> Task to complete
Below are entries. Reproduce exactly the lines between the line holding "Query: car taillight" and the line holding "rear window, returning", inclusive, and only those.

> Data for the task
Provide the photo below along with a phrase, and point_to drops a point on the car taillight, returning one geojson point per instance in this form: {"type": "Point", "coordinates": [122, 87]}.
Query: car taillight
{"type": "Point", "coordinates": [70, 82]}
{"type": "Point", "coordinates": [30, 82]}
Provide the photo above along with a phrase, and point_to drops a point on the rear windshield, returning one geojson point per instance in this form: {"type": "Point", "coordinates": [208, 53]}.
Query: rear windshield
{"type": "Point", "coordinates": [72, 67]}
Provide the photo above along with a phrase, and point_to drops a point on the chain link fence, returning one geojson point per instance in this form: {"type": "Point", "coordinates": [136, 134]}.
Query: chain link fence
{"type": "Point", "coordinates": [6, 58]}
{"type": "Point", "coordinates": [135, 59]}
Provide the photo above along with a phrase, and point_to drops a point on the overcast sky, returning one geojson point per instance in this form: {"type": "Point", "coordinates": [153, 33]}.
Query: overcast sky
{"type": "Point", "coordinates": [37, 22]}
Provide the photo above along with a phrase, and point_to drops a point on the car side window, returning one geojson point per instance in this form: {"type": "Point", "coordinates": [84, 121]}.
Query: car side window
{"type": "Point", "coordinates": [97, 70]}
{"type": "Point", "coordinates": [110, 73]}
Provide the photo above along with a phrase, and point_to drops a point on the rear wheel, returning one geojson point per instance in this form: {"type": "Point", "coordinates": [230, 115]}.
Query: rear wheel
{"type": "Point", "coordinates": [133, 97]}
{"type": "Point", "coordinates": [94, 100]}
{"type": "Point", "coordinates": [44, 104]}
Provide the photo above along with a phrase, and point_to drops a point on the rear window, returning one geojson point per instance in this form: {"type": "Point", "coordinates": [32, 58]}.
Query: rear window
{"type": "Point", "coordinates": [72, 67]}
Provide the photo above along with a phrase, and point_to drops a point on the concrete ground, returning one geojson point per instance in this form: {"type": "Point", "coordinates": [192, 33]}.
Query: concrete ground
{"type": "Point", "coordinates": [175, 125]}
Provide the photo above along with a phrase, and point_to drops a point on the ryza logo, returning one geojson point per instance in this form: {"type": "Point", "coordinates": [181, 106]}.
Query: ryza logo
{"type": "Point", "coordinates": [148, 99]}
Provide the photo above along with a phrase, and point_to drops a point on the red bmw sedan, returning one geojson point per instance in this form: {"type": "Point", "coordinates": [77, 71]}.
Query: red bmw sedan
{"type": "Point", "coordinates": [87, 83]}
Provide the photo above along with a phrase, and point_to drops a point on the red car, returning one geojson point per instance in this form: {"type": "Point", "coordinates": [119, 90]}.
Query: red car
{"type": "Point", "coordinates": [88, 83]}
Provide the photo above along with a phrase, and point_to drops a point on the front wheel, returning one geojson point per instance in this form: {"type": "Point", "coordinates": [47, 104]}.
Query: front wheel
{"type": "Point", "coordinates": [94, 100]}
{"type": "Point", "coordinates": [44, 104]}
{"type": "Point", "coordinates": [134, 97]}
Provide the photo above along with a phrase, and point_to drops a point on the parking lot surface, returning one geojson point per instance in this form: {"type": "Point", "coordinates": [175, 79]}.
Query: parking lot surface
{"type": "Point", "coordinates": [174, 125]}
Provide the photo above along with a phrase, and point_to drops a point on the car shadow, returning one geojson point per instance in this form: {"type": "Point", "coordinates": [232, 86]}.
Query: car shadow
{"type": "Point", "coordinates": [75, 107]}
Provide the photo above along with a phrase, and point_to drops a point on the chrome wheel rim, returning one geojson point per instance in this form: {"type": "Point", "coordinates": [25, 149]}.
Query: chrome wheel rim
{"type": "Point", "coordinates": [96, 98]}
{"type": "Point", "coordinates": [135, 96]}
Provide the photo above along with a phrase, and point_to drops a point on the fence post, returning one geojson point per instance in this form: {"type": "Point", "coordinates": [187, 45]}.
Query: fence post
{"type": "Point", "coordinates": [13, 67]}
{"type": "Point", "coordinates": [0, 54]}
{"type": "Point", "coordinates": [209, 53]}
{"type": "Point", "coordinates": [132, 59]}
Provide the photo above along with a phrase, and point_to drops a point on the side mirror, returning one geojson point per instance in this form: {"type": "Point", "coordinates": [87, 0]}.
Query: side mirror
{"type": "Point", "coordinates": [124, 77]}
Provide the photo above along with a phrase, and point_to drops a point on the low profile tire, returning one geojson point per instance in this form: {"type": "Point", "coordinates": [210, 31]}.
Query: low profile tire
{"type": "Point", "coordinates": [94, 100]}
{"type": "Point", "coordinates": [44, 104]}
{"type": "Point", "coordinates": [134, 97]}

> Task solution
Query: car taillight
{"type": "Point", "coordinates": [70, 82]}
{"type": "Point", "coordinates": [30, 82]}
Provide the photo above along with a phrase, and point_to drops a point on the rear windshield, returning one geojson point per instance in this form: {"type": "Point", "coordinates": [208, 53]}.
Query: rear windshield
{"type": "Point", "coordinates": [72, 67]}
Provide the photo above along with a phrase, and point_to drops a point on the chain link fence, returning one geojson point per instance in this form: {"type": "Point", "coordinates": [136, 134]}.
Query: chain link fence
{"type": "Point", "coordinates": [6, 58]}
{"type": "Point", "coordinates": [135, 59]}
Provide the photo above along with a phrase, and point_to drops a point on the overcast sky, returning one geojson point per instance in this form: {"type": "Point", "coordinates": [153, 33]}.
Query: overcast sky
{"type": "Point", "coordinates": [37, 22]}
Provide the photo above along with a phrase, and point_to drops a point on the car side window, returning one geojson point per instance in this form: {"type": "Point", "coordinates": [84, 121]}.
Query: car side window
{"type": "Point", "coordinates": [97, 70]}
{"type": "Point", "coordinates": [110, 73]}
Provide the photo above along with a phrase, and point_to drops a point on the rear wheel, returning one geojson point per instance in this form: {"type": "Point", "coordinates": [230, 115]}.
Query: rear wheel
{"type": "Point", "coordinates": [133, 97]}
{"type": "Point", "coordinates": [94, 100]}
{"type": "Point", "coordinates": [44, 104]}
Provide the photo above along with a phrase, and point_to drops a point on the rear window, returning one geojson point per instance in this form: {"type": "Point", "coordinates": [32, 58]}.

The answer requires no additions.